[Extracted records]
----

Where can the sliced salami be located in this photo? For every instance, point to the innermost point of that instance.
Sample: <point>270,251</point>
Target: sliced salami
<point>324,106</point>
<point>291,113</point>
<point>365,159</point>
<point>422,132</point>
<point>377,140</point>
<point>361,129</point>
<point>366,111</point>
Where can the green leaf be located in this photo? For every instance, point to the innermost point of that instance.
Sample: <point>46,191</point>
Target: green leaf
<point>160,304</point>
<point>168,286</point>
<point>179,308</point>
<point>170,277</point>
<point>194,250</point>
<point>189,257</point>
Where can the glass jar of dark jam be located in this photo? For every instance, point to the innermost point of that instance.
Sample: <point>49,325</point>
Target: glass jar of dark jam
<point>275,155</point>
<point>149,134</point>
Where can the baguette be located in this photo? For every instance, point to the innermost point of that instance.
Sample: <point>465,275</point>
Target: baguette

----

From the line that contains "Target: green leaf" through the last line of the records above, copy every line exactly and leave out the rest.

Target: green leaf
<point>160,304</point>
<point>168,286</point>
<point>179,308</point>
<point>170,277</point>
<point>194,250</point>
<point>189,257</point>
Where can the glass jar of dark jam be located in this photo? For every instance, point to the innermost point of that instance.
Sample: <point>49,325</point>
Target: glass jar of dark jam
<point>275,155</point>
<point>149,134</point>
Where can the baguette be located in this photo? For every instance, point to the innermost point of that instance.
Sample: <point>465,275</point>
Target: baguette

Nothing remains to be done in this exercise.